-- TEXTO BASE --

================================

Cardeal Raniero Cantalamessa, OFMCap
Homilia na Celebração da Paixão do Senhor
07 de abril de 2023
Anunciamos, Senhor, a vossa Morte!
Há dois mil anos a Igreja anuncia e celebra, neste dia, a Morte
do Filho de Deus na cruz. A cada Missa, após a consagração, ela proclama:
“Anunciamos, Senhor, a vossa Morte e proclamamos a vossa Ressurreição. Vinde,
Senhor Jesus!”.
Outra morte de Deus, porém, é proclamada há um século e
meio, e hoje, em nosso mundo ocidental descristianizado. Quando, no âmbito da
cultura, fala-se da “morte de Deus”, é esta outra morte de Deus - ideológica,
não histórica - que se entende. Alguns teólogos, para não permanecer atrás em
relação aos tempos, apressam-se em construir sobre ela uma teologia: “A
teologia da morte de Deus”.
Não podemos fingir ignorar a existência desta narrativa
diversa sem deixar desconfiados tantos fiéis. Esta morte diversa de Deus
encontrou a sua perfeita expressão no conhecido anúncio que Nietzsche põe na
boca do “homem louco”, que chega sem fôlego à praça da cidade:
Para onde foi Deus? - exclamou. É o que vou dizer. Nós o
matamos - vocês e eu!... nunca houve ação mais grandiosa e aqueles que nascerem
depois de nós pertencerão, por causa dela, a uma história mais elevada do que o
foi alguma vez toda essa história [1].
Na lógica destas palavras - e, creio eu, nas expectativas de
seu autor -, estava o fato de que, depois dele, a história não seria mais
dividida em antes de Cristo e depois de Cristo, mas em antes de Nietzsche e
depois de Nietzsche. Aparentemente não é o “nada” que é colocado no lugar de
Deus, mas o homem, e, mais precisamente, o “super-homem”, o “além-homem”. Deste
novo homem, deve-se exclamar então - com um sentimento de satisfação e orgulho,
não mais de compaixão: “Ecce homo!”: Eis o verdadeiro homem! [2]. Não demorará, contudo, a se dar conta de que, ao
ficar só, o homem não é nada.
Que fizemos quando desprendemos esta terra da corrente que a
ligava ao sol? Para onde vai agora? Para onde vamos nós? Longe de todos os
sóis? Não estamos incessantemente caindo? Para diante, para trás, para o lado,
para todos os lados? Haverá ainda um acima e um abaixo? Não estaremos errando como
em um nada infinito?

================================

Na homilia, em boca de quem Nietzsche põe o anúncio da morte de Deus? O material que vem a seguir é à parte e não tem ligação com o texto.

================================

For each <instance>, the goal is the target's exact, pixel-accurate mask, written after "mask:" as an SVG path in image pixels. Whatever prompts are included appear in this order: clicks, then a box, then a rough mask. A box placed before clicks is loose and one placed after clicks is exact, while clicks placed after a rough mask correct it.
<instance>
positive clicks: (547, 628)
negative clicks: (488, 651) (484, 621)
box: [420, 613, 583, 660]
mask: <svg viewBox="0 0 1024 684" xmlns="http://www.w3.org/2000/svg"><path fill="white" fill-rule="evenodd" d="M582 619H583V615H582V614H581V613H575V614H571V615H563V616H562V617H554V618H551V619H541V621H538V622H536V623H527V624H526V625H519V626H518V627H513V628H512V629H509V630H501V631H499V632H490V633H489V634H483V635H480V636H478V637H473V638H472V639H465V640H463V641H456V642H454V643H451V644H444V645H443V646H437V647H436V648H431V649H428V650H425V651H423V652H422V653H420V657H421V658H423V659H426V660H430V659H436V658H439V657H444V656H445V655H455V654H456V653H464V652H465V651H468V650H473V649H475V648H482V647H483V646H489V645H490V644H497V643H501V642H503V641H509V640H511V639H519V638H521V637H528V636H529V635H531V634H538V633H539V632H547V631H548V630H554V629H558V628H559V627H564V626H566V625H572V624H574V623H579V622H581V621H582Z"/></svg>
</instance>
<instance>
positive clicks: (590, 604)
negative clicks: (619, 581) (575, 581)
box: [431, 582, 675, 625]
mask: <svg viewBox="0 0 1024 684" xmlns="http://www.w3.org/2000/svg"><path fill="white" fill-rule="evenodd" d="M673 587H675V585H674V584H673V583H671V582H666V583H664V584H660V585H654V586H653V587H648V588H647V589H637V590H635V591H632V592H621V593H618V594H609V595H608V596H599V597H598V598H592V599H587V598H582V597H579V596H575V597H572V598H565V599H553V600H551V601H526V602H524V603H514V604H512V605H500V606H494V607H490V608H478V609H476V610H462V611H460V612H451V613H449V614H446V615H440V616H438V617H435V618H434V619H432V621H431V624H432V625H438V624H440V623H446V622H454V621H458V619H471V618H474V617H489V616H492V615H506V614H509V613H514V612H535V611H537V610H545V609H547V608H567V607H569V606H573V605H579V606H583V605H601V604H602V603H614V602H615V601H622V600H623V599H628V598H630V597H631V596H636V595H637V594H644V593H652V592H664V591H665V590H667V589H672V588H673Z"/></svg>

================================

-- RESPOSTA --
Na boca do “homem louco”, que chega sem fôlego à praça da cidade.